Tuesday, July 28, 2009

Update

in a previous blog i wrote about a situation with someone that struggles with some mental/emotional challenges. i was very aware of my lack of patience but also of how difficult it is to hold up boundaries...especially when you know that healthy boundaries can cause pain to a boundary-less person.

well, in the time since that blog it's been quite interesting. some positives for sure, but i've been having to practice patience...not an easy thing for me. i'm assuming that the maintenance of good boundaries will be tested, which will be a difficult thing. however, when i think about it, the pain of having to bump into a boundary is momentary compared to the pain that's allowed to oppress a sad soul. in reality, having no boundaries only adds to that deeper pain, and i'm not ok with standing by while that happens. so i have to keep chosing to be the "bad guy of boundaries" rather than a co-dependent contributor to more illness.

the major obstacle???...which is not unique to a mental illness...how much someone needs a lie to be true. the degree to which we need that lie to be true is reflected in how much we are willing to take any and all situations and interpret them in a way that validates that lie. in other words, we'll take any situation and make it somehow say that our lie is true. once we decide that someone has validated our lie, we feel incredible permission to hate, gossip, throw fits...it can go on and on and on...

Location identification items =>
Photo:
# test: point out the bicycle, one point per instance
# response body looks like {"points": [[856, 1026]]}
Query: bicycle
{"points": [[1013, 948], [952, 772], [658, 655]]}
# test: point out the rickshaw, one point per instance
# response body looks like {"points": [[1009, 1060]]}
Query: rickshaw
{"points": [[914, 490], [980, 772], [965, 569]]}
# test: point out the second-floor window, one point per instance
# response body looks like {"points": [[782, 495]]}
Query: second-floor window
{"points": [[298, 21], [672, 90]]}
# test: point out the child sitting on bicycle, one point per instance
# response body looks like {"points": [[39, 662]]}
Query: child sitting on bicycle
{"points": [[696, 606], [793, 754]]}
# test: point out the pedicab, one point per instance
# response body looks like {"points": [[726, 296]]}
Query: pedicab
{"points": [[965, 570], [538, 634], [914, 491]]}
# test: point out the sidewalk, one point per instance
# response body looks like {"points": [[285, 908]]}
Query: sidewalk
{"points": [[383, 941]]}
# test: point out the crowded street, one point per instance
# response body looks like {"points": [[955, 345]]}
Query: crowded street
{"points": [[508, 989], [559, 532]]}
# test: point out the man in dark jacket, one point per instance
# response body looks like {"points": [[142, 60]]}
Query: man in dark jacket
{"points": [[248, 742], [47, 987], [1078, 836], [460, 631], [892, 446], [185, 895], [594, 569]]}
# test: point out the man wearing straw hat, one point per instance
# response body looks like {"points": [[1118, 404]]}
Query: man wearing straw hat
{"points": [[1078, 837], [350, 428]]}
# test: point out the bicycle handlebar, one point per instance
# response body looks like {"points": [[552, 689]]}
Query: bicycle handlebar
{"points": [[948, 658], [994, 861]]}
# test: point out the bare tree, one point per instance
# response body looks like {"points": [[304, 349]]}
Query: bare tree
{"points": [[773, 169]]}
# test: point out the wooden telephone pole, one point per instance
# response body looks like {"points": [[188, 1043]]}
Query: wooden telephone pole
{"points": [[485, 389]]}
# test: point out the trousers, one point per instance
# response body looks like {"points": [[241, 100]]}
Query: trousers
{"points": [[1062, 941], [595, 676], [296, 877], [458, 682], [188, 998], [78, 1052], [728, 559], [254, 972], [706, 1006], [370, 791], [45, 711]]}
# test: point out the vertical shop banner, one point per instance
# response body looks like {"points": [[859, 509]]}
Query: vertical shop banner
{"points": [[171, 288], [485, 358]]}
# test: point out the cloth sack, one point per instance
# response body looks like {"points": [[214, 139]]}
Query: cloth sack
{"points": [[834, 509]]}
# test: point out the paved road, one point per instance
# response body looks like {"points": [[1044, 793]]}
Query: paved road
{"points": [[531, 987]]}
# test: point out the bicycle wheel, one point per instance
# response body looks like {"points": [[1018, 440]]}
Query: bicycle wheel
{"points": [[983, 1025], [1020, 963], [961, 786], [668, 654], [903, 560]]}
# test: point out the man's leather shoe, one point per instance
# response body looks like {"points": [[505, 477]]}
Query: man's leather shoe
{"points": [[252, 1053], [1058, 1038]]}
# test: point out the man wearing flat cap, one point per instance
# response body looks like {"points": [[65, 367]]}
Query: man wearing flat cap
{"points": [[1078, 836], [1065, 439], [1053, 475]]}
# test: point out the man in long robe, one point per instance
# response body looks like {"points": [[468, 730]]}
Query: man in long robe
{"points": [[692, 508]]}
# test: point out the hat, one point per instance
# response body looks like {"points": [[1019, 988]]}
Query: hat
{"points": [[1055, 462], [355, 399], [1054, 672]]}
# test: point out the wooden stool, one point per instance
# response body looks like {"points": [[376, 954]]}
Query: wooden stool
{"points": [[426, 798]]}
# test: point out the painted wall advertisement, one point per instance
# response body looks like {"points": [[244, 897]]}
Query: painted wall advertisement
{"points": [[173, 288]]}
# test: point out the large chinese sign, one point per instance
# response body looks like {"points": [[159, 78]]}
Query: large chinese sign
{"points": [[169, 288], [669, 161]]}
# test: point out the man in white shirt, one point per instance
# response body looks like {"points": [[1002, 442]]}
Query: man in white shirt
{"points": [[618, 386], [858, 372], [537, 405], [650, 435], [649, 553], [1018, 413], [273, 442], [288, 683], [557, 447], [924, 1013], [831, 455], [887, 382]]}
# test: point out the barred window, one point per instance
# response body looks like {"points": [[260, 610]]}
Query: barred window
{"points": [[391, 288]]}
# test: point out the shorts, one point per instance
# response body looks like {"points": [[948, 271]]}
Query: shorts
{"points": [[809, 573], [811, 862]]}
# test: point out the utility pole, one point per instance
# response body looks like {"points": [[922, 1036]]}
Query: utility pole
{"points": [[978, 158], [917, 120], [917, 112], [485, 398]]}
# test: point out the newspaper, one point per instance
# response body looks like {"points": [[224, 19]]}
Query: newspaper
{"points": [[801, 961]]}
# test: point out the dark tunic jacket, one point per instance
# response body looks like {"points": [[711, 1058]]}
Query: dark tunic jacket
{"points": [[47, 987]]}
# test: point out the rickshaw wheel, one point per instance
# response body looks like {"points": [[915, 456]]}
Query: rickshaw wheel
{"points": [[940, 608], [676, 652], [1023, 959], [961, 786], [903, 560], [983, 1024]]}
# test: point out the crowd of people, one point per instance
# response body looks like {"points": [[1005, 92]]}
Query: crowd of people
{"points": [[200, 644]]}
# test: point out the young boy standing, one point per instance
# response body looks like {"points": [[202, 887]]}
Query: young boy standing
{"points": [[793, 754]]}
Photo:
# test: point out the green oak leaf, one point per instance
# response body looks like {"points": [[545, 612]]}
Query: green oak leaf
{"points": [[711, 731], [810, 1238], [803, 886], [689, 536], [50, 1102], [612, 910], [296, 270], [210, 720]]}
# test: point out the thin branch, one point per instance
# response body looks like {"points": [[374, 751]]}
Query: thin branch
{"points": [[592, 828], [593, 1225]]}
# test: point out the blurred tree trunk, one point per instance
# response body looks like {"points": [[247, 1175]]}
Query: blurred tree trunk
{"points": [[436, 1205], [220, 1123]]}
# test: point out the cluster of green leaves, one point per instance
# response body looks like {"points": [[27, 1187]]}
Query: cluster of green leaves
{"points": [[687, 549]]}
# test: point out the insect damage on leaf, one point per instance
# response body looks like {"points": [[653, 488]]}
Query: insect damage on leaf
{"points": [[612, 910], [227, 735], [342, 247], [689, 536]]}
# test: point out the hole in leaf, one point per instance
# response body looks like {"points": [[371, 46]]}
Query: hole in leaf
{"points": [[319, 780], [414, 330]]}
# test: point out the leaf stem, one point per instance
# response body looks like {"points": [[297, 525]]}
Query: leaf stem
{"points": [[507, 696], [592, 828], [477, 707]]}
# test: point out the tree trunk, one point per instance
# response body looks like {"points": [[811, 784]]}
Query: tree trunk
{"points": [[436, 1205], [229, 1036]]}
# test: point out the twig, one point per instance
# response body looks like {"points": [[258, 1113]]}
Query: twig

GIVEN PROBLEM => In the blog post about boundaries, what does the writer name as the major obstacle?

ANSWER TO THIS PROBLEM => How much someone needs a lie to be true.